What to produce:
Your job is to set down the stretch of entries that opens with the line containing "Target: green leaves" and closes with the line containing "the caravan side window". Keep both end lines, copy each exactly, and add nothing.

(Data excerpts)
- - -
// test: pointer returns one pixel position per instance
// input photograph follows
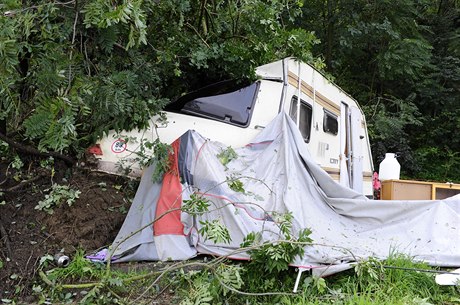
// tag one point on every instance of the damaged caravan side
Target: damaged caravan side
(330, 121)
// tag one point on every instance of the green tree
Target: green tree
(73, 70)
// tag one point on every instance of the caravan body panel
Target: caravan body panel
(337, 141)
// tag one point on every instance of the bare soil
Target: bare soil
(27, 234)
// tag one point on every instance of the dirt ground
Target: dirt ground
(27, 234)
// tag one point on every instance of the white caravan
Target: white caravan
(330, 121)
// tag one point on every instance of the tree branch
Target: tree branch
(33, 151)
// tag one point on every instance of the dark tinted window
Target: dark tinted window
(330, 123)
(234, 107)
(304, 118)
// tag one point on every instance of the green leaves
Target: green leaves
(58, 195)
(215, 231)
(103, 14)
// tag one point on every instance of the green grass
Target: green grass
(370, 282)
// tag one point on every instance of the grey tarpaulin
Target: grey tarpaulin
(279, 175)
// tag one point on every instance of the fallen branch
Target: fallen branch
(22, 184)
(5, 239)
(26, 149)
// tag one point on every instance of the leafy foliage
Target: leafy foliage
(274, 257)
(58, 195)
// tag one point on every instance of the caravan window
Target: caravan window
(330, 123)
(304, 117)
(234, 108)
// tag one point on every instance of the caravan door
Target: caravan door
(351, 155)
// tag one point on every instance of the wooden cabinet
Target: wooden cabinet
(417, 190)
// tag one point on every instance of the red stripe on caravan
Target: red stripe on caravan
(170, 199)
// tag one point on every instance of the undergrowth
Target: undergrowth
(397, 280)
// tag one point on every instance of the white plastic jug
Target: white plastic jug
(389, 167)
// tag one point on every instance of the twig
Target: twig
(6, 241)
(22, 184)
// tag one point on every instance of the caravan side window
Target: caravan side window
(304, 117)
(330, 123)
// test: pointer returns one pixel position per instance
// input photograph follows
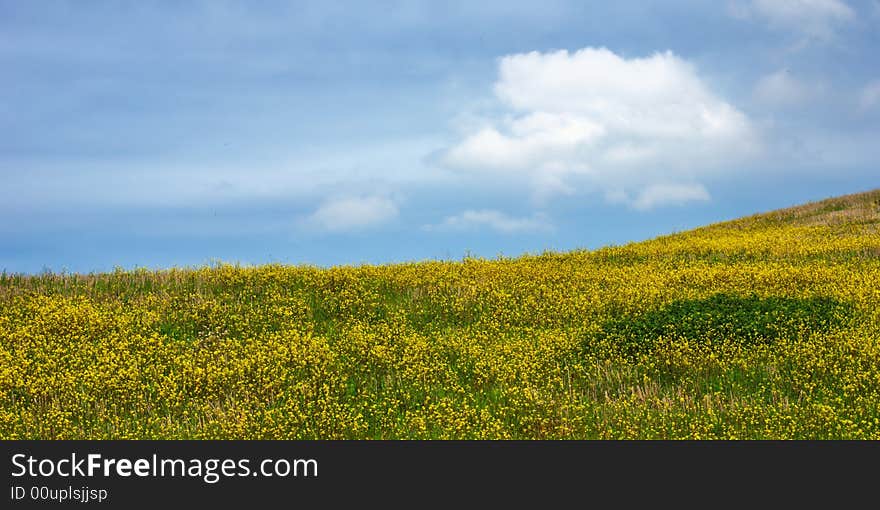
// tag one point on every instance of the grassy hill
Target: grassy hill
(763, 327)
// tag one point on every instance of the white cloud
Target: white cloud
(781, 89)
(487, 218)
(669, 194)
(816, 19)
(347, 214)
(870, 96)
(614, 122)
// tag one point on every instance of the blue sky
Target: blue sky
(160, 134)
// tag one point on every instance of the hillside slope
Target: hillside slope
(762, 327)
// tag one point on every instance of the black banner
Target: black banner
(228, 474)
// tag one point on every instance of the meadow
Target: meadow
(766, 327)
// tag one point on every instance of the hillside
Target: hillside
- - -
Answer box:
Target: green leaves
(58, 195)
(215, 231)
(103, 14)
// tag one point on every instance of the green grass
Target: green grass
(370, 282)
// tag one point on every instance of the grey tarpaulin
Target: grey tarpaulin
(279, 175)
// tag one point on every instance of the fallen branch
Target: fallen branch
(22, 184)
(5, 239)
(26, 149)
// tag one point on every instance of the leafy foliage
Target: leafy foliage
(274, 257)
(58, 195)
// tag one point on every instance of the caravan window
Target: caravan window
(330, 123)
(304, 117)
(234, 108)
// tag one point on every instance of the caravan door
Target: caravan door
(351, 155)
// tag one point on every instance of the wooden cabinet
Target: wooden cabinet
(417, 190)
// tag one point on every instance of the red stripe on caravan
Target: red stripe on caravan
(170, 199)
// tag one point on every instance of the undergrowth
Target: undergrowth
(397, 280)
// tag one point on every instance of the white plastic jug
Target: white plastic jug
(389, 167)
// tag one point on every instance of the twig
Target: twig
(6, 241)
(22, 184)
// tag one point on every instance of the caravan side window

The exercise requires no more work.